-- BEGIN DATASET EXTRACT --

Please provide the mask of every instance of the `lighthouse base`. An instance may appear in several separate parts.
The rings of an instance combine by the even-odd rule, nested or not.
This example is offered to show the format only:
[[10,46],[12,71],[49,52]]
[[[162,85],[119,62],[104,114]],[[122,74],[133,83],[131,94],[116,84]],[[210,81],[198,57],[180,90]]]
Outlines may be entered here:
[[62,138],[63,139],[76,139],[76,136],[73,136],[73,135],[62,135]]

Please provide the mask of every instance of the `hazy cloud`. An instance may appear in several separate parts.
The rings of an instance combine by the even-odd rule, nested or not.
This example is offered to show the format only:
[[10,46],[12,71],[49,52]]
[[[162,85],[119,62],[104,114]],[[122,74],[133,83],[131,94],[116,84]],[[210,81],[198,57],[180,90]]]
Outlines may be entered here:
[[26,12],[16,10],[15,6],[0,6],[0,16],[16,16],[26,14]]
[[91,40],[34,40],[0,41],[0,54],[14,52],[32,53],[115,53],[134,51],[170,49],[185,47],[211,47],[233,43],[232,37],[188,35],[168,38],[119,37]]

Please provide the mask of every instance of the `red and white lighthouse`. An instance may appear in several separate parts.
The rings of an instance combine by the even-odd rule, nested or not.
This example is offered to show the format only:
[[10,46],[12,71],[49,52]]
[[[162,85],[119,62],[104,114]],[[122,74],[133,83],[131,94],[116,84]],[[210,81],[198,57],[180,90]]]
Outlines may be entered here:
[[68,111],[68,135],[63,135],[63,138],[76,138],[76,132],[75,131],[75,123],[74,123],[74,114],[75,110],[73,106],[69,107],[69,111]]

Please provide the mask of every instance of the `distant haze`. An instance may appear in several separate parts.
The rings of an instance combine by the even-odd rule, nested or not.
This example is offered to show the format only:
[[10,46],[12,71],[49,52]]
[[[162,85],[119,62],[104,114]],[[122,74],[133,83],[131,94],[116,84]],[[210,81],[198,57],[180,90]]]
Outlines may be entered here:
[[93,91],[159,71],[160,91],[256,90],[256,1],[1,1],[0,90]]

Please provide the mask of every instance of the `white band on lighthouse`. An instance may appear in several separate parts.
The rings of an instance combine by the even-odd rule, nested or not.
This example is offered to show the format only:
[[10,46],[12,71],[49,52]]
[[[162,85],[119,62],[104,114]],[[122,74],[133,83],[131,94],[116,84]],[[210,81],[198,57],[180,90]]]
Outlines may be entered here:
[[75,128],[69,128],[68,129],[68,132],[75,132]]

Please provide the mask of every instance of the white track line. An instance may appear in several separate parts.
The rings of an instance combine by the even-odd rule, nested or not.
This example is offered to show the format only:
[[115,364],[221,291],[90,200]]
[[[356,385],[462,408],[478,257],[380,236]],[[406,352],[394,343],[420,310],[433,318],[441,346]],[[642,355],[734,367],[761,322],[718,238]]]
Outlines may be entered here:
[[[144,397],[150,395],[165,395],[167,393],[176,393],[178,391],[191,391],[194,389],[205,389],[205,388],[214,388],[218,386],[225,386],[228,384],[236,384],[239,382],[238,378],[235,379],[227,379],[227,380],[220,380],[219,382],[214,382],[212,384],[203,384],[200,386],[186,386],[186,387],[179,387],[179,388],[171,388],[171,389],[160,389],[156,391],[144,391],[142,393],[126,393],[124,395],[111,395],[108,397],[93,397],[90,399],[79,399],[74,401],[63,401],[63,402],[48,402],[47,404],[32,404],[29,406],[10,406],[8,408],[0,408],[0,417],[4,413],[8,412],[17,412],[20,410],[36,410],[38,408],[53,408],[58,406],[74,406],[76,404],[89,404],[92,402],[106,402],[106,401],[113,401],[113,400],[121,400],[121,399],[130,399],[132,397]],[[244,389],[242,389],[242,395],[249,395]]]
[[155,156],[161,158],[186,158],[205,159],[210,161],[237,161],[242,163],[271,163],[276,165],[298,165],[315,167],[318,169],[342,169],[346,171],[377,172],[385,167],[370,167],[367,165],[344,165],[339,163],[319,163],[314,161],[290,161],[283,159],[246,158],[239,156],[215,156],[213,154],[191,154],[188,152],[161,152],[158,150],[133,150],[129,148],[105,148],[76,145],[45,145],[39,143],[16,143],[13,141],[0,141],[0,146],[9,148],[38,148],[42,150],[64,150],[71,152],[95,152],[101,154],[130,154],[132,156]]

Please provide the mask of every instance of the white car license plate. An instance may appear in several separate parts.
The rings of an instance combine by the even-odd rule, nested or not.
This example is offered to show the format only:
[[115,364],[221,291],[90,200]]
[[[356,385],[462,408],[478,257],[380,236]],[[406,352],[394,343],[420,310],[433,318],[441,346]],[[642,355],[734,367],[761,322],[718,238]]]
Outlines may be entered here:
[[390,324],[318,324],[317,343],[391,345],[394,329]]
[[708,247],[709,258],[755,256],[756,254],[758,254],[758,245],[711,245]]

-- END DATASET EXTRACT --

TASK STATEMENT: Please write out all of the lines above without changing anything.

CORRECT OUTPUT:
Please provide the mask of every instance of the `lighthouse base`. An instance may appear in several separate parts.
The rings of an instance combine by the even-odd rule, nested or not.
This example is offered to show the format only:
[[10,46],[12,71],[49,52]]
[[[162,85],[119,62],[104,114]],[[122,74],[133,83],[131,94],[116,84]],[[210,81],[198,57],[180,90]]]
Outlines may be entered here:
[[62,138],[63,139],[76,139],[76,136],[73,136],[73,135],[62,135]]

Please provide the mask of every instance of the `hazy cloud`. An instance may appear in several separate parts.
The rings of an instance combine by the even-odd rule, nested or not.
This example is offered to show the format only:
[[10,46],[12,71],[49,52]]
[[[162,85],[119,62],[104,114]],[[122,74],[133,83],[131,94],[116,84]],[[210,81],[198,57],[180,90]]]
Outlines may be entered here:
[[26,12],[16,10],[15,6],[0,6],[0,16],[16,16],[26,14]]
[[91,40],[34,40],[0,41],[0,54],[14,52],[32,53],[115,53],[134,51],[170,49],[185,47],[211,47],[233,43],[232,37],[188,35],[168,38],[119,37]]

Please provide the mask of every instance of the `red and white lighthouse`. An instance may appear in several separate parts.
The rings of an instance combine by the even-odd rule, nested or not.
This example is offered to show the format only:
[[10,46],[12,71],[49,52]]
[[[162,85],[119,62],[104,114]],[[122,74],[133,83],[131,94],[116,84]],[[210,81],[198,57],[180,90]]]
Outlines may be entered here:
[[68,111],[68,135],[63,135],[63,138],[76,138],[76,132],[75,131],[75,123],[74,123],[74,114],[75,110],[73,106],[69,107],[69,111]]

Please provide the mask of every instance of the `distant haze`. An instance may appear in several separate parts.
The rings of an instance combine by the even-odd rule, nested or not.
This example is offered to show the format only:
[[10,46],[12,71],[49,52]]
[[[162,85],[119,62],[104,114]],[[122,74],[133,83],[131,94],[116,84]],[[210,81],[198,57],[180,90]]]
Outlines may be entered here:
[[93,91],[159,71],[160,91],[256,90],[256,1],[1,1],[0,90]]

Please provide the mask of every instance of the `white band on lighthouse`. An instance may appear in several separate parts.
The rings of an instance combine by the even-odd rule, nested or not.
This example is offered to show the format only:
[[10,46],[12,71],[49,52]]
[[[162,85],[119,62],[104,114]],[[122,74],[133,83],[131,94],[116,84]],[[210,81],[198,57],[180,90]]]
Outlines may be entered here:
[[75,128],[69,128],[68,129],[68,132],[75,132]]

Please provide the mask of every instance of the white track line. An instance may appear in several separate parts.
The rings of an instance combine by the even-odd rule, nested or not.
This example is offered to show the format only:
[[115,364],[221,291],[90,200]]
[[[356,385],[462,408],[478,257],[380,236]],[[406,352],[394,343],[420,310],[433,318],[441,346]],[[642,355],[734,367],[761,322],[718,238]]]
Outlines may be entered here:
[[[144,397],[150,395],[165,395],[167,393],[176,393],[178,391],[191,391],[194,389],[205,389],[205,388],[214,388],[218,386],[225,386],[228,384],[236,384],[239,382],[238,378],[235,379],[227,379],[227,380],[220,380],[219,382],[214,382],[212,384],[203,384],[200,386],[186,386],[186,387],[179,387],[179,388],[171,388],[171,389],[160,389],[156,391],[144,391],[142,393],[126,393],[124,395],[111,395],[108,397],[93,397],[90,399],[79,399],[74,401],[63,401],[63,402],[48,402],[47,404],[32,404],[29,406],[10,406],[8,408],[0,408],[0,417],[4,413],[8,412],[17,412],[20,410],[36,410],[38,408],[53,408],[58,406],[74,406],[76,404],[89,404],[92,402],[106,402],[106,401],[113,401],[113,400],[121,400],[121,399],[130,399],[132,397]],[[244,389],[242,389],[242,395],[249,395]]]
[[155,156],[161,158],[186,158],[205,159],[210,161],[237,161],[242,163],[271,163],[276,165],[298,165],[315,167],[318,169],[342,169],[346,171],[377,172],[385,167],[370,167],[367,165],[344,165],[339,163],[319,163],[314,161],[290,161],[283,159],[246,158],[239,156],[215,156],[213,154],[191,154],[188,152],[161,152],[158,150],[133,150],[129,148],[105,148],[76,145],[45,145],[39,143],[16,143],[13,141],[0,141],[0,146],[9,148],[38,148],[42,150],[64,150],[71,152],[95,152],[101,154],[130,154],[132,156]]

Please provide the mask of every instance of the white car license plate. An instance may appear in several separate parts.
The rings of an instance combine by the even-odd rule, nested or not.
This example is offered to show the format only:
[[115,364],[221,291],[90,200]]
[[[356,385],[462,408],[478,257],[380,236]],[[406,352],[394,343],[420,310],[433,318],[441,346]],[[642,355],[734,367],[761,322],[718,238]]]
Outlines may be entered here:
[[390,324],[318,324],[317,343],[391,345],[394,329]]
[[708,247],[709,258],[755,256],[756,254],[758,254],[758,245],[711,245]]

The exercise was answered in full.